GOAL 1.
In the essay about the trip to Lourdes, what color did the hand-processed film turn out to be?

PAGE EXTRACT.
##########
The primary purpose of my arrival in Paris seven and a half years ago was to collaborate with Canadian filmmaker and fellow lapsed Catholic, Toni-Lynn Frederick. We had met and become fast friends in Vancouver, Canada 4 years earlier. TL was working on a PhD in the UK at the time and it we managed to orchestrate this meeting, somewhere between our two homes (I live in Tasmania, Australia) quite successfully.
She joined me in Paris and we travelled together to Lourdes (in it’s off season), shot black and white reversal super-8 film, ate at the same mixed-asian restaurant every night, drank, argued about the Catholic church and discussed our experiences growing up within it and tried to record as much of this as possible. We collected 2 large 4 litre jugs of the famous Lourdes water and carried them with us back to Paris where TL taught me to hand-process reversal movie film in chemistry we mixed up with the water we had transported. The film when processed, turned out to be a divine blue-on-blue rather than black and white, like the blue of the Blessed Virgin Mary’s robe. TL assured me that this sometimes happened in hand-processing, but I prefer to think of it as our personal Lourdes miracle. We planned to call whatever we made with what we had done,The Pilgrims.
##########
Pointing dataset excerpts

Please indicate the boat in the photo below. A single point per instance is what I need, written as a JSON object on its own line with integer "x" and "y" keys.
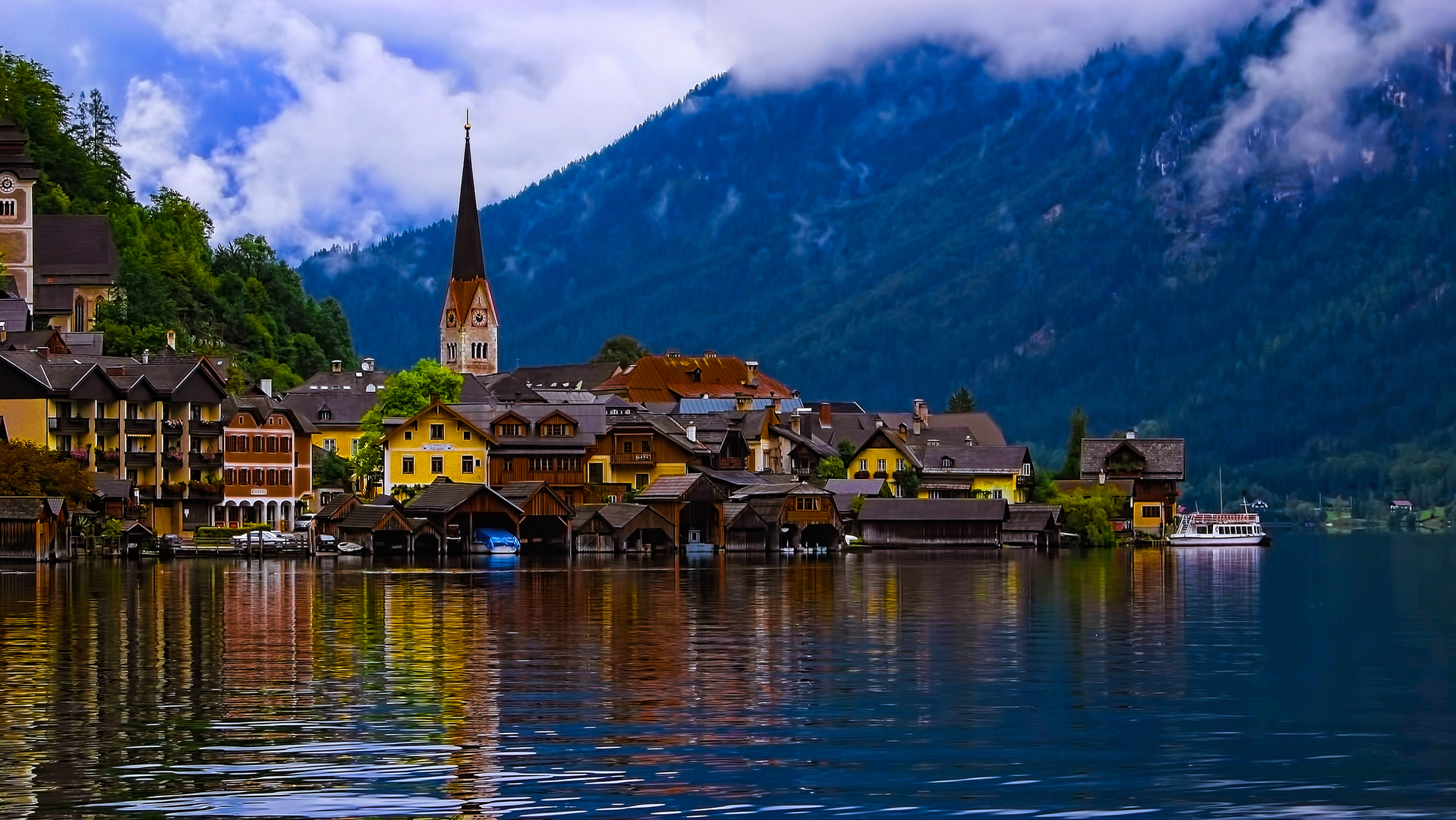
{"x": 1219, "y": 529}
{"x": 494, "y": 542}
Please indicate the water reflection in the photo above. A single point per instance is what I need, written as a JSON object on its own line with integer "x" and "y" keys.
{"x": 1023, "y": 682}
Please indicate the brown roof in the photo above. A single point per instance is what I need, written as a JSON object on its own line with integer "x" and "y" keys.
{"x": 1164, "y": 456}
{"x": 669, "y": 379}
{"x": 934, "y": 510}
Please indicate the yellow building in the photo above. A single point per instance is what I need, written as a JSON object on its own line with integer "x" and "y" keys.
{"x": 436, "y": 442}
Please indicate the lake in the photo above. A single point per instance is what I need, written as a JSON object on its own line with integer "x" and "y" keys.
{"x": 1313, "y": 677}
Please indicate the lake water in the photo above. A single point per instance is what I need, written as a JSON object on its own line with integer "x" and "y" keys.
{"x": 1313, "y": 677}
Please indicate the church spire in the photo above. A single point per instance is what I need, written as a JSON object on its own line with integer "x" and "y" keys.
{"x": 469, "y": 257}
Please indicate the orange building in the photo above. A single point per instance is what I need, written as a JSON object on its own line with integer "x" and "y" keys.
{"x": 266, "y": 462}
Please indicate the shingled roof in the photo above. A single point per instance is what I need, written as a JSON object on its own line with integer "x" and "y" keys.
{"x": 1164, "y": 456}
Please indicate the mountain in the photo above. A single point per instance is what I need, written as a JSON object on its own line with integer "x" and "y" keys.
{"x": 1046, "y": 242}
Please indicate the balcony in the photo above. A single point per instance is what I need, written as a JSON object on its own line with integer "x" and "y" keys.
{"x": 140, "y": 458}
{"x": 201, "y": 459}
{"x": 198, "y": 427}
{"x": 142, "y": 426}
{"x": 69, "y": 423}
{"x": 634, "y": 458}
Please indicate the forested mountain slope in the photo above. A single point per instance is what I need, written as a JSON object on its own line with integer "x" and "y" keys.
{"x": 1043, "y": 242}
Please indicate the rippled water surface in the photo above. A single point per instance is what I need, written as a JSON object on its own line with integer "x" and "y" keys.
{"x": 1309, "y": 679}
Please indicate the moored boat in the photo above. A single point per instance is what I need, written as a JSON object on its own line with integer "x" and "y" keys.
{"x": 1219, "y": 529}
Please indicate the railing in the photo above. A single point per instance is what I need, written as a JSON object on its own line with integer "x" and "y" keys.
{"x": 147, "y": 426}
{"x": 634, "y": 458}
{"x": 71, "y": 423}
{"x": 203, "y": 459}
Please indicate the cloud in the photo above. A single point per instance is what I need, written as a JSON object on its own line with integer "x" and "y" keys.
{"x": 1296, "y": 115}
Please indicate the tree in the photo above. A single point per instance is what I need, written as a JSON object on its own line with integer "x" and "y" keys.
{"x": 1078, "y": 424}
{"x": 832, "y": 468}
{"x": 404, "y": 395}
{"x": 622, "y": 350}
{"x": 30, "y": 469}
{"x": 961, "y": 401}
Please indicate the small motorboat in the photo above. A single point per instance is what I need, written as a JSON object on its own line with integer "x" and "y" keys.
{"x": 494, "y": 542}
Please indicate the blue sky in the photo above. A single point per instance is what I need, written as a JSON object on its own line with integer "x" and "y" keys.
{"x": 320, "y": 121}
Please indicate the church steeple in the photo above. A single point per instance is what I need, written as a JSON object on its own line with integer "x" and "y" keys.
{"x": 469, "y": 326}
{"x": 469, "y": 257}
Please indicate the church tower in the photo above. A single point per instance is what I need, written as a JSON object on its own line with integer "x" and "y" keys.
{"x": 468, "y": 323}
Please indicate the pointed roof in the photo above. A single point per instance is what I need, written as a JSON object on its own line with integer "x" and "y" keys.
{"x": 469, "y": 255}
##########
GOAL 2.
Please report how many lines of the entries contain the string "lake", where case counts. Give only the number.

PROBLEM SOLUTION 1.
It came out blue-on-blue rather than black and white.

PROBLEM SOLUTION 2.
2